• **Job 1**
Return the passage of the outbox text from "The Relay paces" up to and including "off to MaxPollInterval).", copied word for word.
• **Job 2**
According to the outbox text, why does the Relay drain again immediately after a full batch? Answer in one to three sentences.
• **Job 3**
List every backlog gauge that NewBacklogCollector exposes, as named in the outbox text.

• **Given text**

-.-.-

A domain write and the events it emits are inserted in ONE database transaction (WithinTran); a background Relay then drains pending events to a broker.Publisher with at-least-once delivery. So an event is never lost if the broker is briefly down, and never published unless its domain write commits.

Design goals

The domain layer stays oblivious to persistence and transport. Producers publish a plain typed value through a tx-bound Publisher; which broker topic it lands on, and over which transport, are wiring concerns resolved by a Registry — never named in domain code. Routing is transport-neutral (Topic + optional Key), so the same event row can ship over RabbitMQ, Kafka, NATS, or a WebSocket gateway by swapping the broker.Publisher behind the Relay.

Components

The moving parts map onto the worker package:

  • Relay = worker.Processor[Event]: LeasePending (Source) -> broker.Publish (Handler) -> MarkSent/MarkFailed (Sink), run as a worker.Loop.
  • Sweeper = worker.Loop reclaiming leases abandoned by crashed relays.
  • Cleaner = worker.Loop deleting terminal rows past a retention window.

Producer side: a Registry maps each event's Go type to a route; Publisher (obtained from WithinTran or Bind) records typed values into the outbox in the caller's transaction; PublishOption overrides the route per call.

The Relay paces adaptively (worker.NewPacedLoop): a full batch means a backlog likely remains, so it drains again at once; an empty batch idles for PollInterval (optionally backing off to MaxPollInterval).

Metrics are optional and registered on the shared registry (see the metrics package): NewMetrics builds relay/sweeper/cleaner throughput counters (servicekit_outbox_*), wired via the *Metrics field on RelayConfig/ SweeperConfig/CleanerConfig; NewBacklogCollector exposes backlog gauges (pending/in_flight/failed/oldest_pending_seconds) by querying a StatsReader on each scrape.

-.-.-

• **Stored rows**
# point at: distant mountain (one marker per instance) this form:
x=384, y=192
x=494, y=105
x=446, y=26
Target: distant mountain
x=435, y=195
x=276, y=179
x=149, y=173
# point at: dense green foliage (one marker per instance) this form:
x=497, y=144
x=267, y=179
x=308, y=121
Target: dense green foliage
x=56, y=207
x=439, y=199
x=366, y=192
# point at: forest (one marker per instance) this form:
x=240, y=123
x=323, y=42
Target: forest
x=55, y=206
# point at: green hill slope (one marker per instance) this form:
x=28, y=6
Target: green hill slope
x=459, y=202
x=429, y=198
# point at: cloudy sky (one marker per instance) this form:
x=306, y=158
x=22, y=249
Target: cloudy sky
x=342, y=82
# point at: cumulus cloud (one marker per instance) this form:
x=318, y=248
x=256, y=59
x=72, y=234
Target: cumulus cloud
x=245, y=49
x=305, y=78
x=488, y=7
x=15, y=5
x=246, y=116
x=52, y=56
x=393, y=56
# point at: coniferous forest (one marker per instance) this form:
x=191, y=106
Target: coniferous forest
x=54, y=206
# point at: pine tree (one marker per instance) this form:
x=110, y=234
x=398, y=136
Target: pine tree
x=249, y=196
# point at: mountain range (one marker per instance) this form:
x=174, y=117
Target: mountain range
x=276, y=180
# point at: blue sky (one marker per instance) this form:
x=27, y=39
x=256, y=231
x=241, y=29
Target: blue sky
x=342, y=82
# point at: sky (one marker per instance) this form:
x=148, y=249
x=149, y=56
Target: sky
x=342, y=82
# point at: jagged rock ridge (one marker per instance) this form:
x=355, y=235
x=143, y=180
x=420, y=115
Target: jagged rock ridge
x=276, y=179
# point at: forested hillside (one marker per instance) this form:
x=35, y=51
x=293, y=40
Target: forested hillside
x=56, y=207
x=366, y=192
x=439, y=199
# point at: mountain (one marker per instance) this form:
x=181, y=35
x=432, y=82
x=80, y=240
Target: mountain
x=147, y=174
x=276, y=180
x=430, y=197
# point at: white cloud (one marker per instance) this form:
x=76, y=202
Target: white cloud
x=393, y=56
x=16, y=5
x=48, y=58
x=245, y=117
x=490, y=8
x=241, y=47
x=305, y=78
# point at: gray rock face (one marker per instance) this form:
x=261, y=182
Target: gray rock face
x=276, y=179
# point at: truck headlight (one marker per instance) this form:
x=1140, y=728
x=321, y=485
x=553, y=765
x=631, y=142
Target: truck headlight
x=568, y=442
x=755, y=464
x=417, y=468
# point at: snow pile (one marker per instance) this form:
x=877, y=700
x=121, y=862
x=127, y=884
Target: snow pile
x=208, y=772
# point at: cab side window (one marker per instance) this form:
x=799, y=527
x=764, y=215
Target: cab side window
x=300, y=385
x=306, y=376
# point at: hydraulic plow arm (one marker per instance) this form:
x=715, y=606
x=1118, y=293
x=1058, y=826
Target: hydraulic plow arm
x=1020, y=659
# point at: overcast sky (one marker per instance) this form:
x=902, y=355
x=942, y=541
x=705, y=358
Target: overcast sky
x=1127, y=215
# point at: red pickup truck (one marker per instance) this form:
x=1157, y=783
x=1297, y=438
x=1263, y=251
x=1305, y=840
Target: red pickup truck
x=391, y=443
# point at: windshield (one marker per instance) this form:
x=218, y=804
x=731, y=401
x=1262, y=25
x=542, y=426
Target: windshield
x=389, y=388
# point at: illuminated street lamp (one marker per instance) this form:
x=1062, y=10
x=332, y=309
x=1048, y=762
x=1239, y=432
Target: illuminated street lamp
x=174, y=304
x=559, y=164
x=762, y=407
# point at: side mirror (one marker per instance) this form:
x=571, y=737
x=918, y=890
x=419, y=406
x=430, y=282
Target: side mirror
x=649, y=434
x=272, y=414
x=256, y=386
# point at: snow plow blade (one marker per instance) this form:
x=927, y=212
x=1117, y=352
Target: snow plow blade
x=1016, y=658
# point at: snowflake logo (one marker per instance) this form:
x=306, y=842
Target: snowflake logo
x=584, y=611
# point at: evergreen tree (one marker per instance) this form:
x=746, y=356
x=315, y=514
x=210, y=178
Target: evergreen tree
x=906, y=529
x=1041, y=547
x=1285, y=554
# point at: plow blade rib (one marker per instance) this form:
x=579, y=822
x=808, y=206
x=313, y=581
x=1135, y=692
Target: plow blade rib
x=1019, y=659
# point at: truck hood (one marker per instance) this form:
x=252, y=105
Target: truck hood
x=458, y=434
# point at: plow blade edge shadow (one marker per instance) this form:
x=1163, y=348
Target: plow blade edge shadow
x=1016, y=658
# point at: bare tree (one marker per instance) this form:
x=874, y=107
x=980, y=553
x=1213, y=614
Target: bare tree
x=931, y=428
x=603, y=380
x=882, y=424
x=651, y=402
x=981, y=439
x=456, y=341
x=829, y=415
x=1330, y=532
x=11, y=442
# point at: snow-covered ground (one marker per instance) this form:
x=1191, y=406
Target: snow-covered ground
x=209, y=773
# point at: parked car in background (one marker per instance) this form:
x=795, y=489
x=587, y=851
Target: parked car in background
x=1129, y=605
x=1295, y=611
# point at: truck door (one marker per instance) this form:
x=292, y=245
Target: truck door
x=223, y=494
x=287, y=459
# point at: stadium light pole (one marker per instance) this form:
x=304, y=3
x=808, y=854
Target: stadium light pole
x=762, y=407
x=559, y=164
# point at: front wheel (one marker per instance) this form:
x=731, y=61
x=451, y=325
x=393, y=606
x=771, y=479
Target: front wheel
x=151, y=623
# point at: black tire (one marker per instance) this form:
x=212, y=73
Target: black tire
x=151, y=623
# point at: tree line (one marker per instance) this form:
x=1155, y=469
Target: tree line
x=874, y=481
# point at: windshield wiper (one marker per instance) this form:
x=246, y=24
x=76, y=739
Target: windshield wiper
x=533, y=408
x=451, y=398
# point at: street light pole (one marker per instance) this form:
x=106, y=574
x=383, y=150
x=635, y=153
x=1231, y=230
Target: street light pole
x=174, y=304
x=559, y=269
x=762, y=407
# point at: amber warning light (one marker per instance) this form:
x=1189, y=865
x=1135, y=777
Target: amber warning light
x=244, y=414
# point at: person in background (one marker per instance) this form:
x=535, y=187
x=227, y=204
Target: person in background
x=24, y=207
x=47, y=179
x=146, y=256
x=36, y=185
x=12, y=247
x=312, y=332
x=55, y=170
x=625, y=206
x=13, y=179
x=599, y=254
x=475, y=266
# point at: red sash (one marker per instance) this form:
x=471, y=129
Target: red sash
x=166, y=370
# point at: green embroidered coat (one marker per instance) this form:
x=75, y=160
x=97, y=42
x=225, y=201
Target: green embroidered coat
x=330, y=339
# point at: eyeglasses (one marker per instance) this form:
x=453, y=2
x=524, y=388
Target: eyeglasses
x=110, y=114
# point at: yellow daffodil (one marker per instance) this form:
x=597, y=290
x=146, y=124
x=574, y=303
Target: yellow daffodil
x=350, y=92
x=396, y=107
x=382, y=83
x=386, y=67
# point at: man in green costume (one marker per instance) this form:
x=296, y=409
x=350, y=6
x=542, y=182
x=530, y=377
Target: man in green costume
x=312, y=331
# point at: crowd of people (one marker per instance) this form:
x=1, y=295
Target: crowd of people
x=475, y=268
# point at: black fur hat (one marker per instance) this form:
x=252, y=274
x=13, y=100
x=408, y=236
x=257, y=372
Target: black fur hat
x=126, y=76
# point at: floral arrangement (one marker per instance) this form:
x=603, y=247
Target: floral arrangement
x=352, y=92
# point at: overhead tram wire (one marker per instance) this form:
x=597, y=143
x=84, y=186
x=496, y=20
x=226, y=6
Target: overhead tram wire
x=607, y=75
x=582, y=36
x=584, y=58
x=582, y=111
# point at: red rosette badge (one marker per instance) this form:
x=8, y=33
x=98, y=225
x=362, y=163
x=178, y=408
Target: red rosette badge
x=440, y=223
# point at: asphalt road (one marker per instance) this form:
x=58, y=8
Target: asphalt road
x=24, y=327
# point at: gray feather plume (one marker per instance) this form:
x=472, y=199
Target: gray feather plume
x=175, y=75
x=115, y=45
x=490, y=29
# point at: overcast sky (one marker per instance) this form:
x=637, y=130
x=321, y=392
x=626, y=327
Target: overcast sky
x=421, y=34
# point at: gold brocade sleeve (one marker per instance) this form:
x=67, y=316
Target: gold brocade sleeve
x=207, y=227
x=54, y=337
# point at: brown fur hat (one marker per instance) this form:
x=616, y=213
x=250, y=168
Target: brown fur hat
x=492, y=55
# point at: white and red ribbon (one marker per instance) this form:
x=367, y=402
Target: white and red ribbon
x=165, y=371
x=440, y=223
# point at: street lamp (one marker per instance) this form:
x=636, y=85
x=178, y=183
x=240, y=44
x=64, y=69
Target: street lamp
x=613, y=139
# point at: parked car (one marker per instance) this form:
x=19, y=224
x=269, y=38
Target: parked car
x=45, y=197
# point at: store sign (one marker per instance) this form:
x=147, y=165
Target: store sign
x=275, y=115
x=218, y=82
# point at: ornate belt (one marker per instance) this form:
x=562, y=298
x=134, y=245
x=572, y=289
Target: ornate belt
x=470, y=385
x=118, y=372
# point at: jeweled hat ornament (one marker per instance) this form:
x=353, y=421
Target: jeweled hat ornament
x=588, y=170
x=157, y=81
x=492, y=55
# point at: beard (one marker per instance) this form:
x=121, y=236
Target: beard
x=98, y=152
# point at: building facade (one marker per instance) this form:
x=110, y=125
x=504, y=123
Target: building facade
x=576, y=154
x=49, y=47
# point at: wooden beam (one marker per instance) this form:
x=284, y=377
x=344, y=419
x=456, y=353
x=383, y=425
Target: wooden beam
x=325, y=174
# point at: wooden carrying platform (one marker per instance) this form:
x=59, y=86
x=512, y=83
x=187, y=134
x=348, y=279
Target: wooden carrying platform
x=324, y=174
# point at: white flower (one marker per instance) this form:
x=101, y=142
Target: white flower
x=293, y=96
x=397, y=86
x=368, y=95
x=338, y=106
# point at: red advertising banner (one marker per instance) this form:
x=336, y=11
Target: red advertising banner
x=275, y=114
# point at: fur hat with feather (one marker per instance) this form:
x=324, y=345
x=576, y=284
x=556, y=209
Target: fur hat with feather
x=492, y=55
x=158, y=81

-.-.-

• **Finished answer 1**
The Relay paces adaptively (worker.NewPacedLoop): a full batch means a backlog likely remains, so it drains again at once; an empty batch idles for PollInterval (optionally backing off to MaxPollInterval).

• **Finished answer 2**
A full batch means a backlog likely remains, so the Relay drains again at once instead of waiting.

• **Finished answer 3**
pending, in_flight, failed, oldest_pending_seconds